-- Records supplied start --

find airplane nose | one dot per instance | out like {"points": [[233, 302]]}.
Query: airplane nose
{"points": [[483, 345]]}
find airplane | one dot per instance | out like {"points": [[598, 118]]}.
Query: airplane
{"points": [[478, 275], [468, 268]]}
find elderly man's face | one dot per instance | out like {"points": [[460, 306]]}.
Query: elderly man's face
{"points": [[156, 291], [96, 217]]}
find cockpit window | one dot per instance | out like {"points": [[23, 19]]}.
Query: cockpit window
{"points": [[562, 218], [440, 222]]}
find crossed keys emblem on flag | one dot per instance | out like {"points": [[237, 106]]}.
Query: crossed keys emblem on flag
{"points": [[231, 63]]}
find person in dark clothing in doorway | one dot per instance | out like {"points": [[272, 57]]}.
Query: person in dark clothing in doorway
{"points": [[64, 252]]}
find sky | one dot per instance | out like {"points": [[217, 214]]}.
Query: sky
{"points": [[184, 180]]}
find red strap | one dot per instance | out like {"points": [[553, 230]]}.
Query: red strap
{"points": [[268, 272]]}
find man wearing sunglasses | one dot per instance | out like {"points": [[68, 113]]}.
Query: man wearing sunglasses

-- Records supplied end --

**Exercise description:** Copy the rows above verbatim, keeping every line as it appears.

**Reply to the task:**
find airplane nose | one dot per instance | out like {"points": [[233, 302]]}.
Query: airplane nose
{"points": [[483, 345]]}
find airplane | one dot per instance | out like {"points": [[598, 118]]}.
Query: airplane
{"points": [[478, 275], [468, 268]]}
find elderly man's face | one dot per instance | out like {"points": [[460, 306]]}.
Query: elderly man's face
{"points": [[156, 291], [96, 217]]}
find cockpit window | one dot per instance | out like {"points": [[23, 19]]}.
Query: cockpit window
{"points": [[562, 218], [440, 222]]}
find crossed keys emblem on flag | one dot per instance | out like {"points": [[237, 106]]}.
Query: crossed keys emblem on flag
{"points": [[231, 63]]}
find person in dark clothing in doorway | one dot per instance | out like {"points": [[272, 57]]}.
Query: person in dark clothing in doorway
{"points": [[64, 252]]}
find sky | one dot per instance | out like {"points": [[217, 214]]}.
Query: sky
{"points": [[184, 180]]}
find red strap | one dot per instance | out like {"points": [[553, 230]]}.
Query: red strap
{"points": [[268, 272]]}
find man wearing sunglasses | one dot per instance | out like {"points": [[68, 113]]}.
Query: man wearing sunglasses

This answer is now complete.